____ 页面正文

例如用户u_002符合条件的记录如下,因为2017/1/2~2017/1/5连续四天的碳排放量之和都大于等于100g
:
seq(key) user_id data_dt low_carbon xxxxx10 u_002 2017/1/2 150 xxxxx11 u_002 2017/1/2 70 xxxxx12 u_002 2017/1/3 30 xxxxx13 u_002 2017/1/3 80 xxxxx14 u_002 2017/1/4 150 xxxxx14 u_002 2017/1/5 101 备注:统计方法不限于sql、procedure、python,java等
2. HQL语句
2.1 解法一
-- 设置本地模式,提升测试速度
set hive.exec.mode.local.auto=true;
-- 数据
user_id data_dt low_carbon
-- ...

________
____ 所给材料

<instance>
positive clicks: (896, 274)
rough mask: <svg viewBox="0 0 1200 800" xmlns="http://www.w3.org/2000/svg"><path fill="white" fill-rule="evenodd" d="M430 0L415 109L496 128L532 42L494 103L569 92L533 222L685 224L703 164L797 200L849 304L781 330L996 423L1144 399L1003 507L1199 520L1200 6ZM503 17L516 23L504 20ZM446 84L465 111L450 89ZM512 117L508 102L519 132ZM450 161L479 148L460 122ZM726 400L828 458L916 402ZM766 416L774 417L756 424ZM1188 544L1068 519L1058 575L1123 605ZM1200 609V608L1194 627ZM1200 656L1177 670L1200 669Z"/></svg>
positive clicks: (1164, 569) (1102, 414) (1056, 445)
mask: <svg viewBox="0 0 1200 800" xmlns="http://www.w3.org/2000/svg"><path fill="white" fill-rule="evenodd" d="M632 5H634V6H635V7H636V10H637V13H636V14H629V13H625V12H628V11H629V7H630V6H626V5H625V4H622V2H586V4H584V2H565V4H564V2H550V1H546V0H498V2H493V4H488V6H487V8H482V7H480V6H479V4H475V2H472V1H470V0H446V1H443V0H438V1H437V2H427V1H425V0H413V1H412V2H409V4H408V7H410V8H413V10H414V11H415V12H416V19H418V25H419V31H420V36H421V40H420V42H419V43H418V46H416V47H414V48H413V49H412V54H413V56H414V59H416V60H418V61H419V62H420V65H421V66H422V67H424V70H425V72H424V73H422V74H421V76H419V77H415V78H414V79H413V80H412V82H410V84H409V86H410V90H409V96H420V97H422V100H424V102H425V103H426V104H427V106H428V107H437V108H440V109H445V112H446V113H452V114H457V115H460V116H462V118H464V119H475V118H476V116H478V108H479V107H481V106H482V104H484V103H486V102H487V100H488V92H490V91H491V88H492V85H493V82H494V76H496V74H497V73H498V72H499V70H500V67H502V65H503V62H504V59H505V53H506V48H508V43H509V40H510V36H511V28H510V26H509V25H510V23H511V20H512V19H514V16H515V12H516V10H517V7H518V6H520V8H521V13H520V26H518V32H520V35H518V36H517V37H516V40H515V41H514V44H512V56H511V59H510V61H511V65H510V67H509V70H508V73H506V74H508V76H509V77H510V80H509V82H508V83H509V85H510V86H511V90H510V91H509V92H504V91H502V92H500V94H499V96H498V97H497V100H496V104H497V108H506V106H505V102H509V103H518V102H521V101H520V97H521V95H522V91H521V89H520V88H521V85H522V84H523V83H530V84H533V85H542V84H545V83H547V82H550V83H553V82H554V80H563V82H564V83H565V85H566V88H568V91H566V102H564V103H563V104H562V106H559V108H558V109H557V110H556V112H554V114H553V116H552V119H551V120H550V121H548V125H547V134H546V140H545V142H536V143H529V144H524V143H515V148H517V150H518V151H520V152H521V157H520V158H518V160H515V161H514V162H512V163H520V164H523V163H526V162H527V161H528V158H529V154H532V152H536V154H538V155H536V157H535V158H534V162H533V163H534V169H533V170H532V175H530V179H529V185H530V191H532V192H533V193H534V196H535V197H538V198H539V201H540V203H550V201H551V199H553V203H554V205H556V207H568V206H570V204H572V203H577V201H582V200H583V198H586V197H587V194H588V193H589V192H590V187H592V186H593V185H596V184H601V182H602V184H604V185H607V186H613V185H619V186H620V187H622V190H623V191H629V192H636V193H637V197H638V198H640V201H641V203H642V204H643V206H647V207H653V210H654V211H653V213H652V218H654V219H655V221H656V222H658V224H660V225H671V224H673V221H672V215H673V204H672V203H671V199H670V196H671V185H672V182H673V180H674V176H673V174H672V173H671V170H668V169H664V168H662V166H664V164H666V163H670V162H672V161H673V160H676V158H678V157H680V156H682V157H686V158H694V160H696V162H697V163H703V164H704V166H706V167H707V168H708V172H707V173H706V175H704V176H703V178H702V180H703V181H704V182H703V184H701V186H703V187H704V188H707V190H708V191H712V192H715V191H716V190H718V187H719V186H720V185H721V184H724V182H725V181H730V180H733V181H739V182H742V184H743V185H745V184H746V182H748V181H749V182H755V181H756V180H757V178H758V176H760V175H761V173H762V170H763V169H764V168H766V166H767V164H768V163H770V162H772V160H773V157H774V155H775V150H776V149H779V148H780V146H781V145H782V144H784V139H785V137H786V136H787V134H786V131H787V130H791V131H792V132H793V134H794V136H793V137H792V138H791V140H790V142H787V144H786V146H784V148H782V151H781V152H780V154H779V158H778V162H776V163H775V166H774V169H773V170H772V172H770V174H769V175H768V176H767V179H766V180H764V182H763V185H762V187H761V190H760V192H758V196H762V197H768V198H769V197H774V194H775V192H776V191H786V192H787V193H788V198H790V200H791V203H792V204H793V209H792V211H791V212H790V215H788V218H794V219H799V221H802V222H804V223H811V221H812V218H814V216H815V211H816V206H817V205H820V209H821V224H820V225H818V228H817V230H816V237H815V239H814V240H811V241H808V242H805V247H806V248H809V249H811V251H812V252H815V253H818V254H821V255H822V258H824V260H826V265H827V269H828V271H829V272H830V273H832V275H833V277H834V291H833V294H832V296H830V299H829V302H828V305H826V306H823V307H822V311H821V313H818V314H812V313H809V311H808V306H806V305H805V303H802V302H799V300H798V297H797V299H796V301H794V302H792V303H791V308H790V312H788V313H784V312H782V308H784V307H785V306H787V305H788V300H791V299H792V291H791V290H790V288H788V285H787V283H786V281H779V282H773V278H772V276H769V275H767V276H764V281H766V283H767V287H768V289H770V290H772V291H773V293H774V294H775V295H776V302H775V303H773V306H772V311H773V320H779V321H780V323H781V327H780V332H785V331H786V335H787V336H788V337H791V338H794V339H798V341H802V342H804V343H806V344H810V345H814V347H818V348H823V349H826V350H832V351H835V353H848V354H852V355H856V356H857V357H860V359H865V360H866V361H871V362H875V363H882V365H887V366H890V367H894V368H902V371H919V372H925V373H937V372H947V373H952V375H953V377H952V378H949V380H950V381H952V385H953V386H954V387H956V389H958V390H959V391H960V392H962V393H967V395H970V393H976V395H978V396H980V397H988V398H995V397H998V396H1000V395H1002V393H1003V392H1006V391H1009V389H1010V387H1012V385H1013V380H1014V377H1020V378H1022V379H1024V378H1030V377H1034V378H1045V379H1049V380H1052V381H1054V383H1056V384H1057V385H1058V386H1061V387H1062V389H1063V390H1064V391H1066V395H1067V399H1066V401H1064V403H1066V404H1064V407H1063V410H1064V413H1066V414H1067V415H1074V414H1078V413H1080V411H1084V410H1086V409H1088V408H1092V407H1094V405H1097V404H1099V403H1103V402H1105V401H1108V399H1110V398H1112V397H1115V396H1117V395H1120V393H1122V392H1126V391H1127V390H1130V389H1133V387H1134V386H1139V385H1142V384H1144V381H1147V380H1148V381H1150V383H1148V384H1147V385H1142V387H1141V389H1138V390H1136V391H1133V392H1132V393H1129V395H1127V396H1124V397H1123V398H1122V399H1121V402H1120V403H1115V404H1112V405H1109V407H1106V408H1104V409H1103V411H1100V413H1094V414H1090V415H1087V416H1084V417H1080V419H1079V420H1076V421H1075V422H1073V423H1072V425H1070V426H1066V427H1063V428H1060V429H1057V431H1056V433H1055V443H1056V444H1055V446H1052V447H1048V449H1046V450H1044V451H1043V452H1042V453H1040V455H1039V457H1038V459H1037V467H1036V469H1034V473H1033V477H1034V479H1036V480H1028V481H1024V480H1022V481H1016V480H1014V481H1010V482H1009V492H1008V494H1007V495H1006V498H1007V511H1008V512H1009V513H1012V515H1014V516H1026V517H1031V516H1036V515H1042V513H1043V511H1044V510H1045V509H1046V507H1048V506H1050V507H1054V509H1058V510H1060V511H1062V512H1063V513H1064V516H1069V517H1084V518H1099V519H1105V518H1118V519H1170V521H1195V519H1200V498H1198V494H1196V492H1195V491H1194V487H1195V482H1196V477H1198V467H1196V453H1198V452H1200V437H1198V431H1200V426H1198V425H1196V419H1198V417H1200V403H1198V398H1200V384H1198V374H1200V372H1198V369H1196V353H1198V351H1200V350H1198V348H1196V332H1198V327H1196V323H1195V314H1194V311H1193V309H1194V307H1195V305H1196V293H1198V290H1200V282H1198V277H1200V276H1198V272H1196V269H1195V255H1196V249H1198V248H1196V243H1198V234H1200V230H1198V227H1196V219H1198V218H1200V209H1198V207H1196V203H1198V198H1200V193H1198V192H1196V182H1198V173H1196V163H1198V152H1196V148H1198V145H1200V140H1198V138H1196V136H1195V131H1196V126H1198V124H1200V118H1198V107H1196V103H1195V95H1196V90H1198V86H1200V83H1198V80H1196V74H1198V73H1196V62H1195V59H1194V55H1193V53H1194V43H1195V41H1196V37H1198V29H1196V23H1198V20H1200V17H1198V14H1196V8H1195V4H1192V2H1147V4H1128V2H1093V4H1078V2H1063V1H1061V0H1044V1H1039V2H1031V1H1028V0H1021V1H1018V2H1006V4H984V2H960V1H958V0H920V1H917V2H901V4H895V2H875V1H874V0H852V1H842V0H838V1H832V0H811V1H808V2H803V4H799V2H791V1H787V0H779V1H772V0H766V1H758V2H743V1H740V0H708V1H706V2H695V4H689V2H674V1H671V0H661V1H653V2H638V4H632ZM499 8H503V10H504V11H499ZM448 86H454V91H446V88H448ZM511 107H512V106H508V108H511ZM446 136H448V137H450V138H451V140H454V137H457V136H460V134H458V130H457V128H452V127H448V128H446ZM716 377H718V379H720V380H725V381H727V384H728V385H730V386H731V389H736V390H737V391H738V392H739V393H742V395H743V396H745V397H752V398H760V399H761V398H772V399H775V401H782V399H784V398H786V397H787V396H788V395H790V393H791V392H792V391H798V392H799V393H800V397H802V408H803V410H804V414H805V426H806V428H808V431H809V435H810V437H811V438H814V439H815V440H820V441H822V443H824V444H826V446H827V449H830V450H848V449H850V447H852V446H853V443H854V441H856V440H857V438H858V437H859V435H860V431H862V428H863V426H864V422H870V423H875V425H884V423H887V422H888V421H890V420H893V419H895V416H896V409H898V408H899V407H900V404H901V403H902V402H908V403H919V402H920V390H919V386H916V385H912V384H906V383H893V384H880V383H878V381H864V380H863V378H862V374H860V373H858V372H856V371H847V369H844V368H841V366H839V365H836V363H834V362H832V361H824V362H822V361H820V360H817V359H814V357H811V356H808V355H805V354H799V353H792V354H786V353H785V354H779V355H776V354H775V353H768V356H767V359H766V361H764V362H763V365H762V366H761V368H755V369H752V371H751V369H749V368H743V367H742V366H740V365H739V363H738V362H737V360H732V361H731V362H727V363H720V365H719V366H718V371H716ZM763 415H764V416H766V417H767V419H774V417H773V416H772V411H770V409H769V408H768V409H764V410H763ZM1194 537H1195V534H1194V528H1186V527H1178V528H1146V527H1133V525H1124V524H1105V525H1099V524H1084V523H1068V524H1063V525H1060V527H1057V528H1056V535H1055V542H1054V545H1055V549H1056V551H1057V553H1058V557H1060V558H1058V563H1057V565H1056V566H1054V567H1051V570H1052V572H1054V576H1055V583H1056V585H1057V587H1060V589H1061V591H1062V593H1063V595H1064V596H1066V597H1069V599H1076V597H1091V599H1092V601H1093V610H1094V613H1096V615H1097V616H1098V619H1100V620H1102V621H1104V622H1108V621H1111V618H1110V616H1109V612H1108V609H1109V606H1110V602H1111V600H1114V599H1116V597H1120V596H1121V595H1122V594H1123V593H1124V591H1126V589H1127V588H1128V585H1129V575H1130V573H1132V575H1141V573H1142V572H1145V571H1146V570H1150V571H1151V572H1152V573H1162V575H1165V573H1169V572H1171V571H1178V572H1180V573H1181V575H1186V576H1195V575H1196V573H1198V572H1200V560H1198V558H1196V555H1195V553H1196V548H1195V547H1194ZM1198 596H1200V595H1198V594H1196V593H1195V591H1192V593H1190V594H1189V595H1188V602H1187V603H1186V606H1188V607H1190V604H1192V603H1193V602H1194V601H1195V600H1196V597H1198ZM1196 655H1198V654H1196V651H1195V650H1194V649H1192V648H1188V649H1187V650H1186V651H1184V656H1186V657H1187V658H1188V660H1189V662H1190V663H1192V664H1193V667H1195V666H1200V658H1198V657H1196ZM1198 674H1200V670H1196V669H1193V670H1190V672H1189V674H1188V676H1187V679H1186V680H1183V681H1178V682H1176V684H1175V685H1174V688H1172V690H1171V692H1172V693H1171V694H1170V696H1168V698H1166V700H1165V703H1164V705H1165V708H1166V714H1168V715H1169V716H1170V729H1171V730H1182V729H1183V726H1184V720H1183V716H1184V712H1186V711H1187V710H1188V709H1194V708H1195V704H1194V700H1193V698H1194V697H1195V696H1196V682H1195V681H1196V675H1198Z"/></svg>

________

▶ 问题详情
按照页面正文中的注释,执行“set hive.exec.mode.local.auto=true;”这条语句是为了什么?

▶ 本题结果
为了设置本地模式,提升测试速度。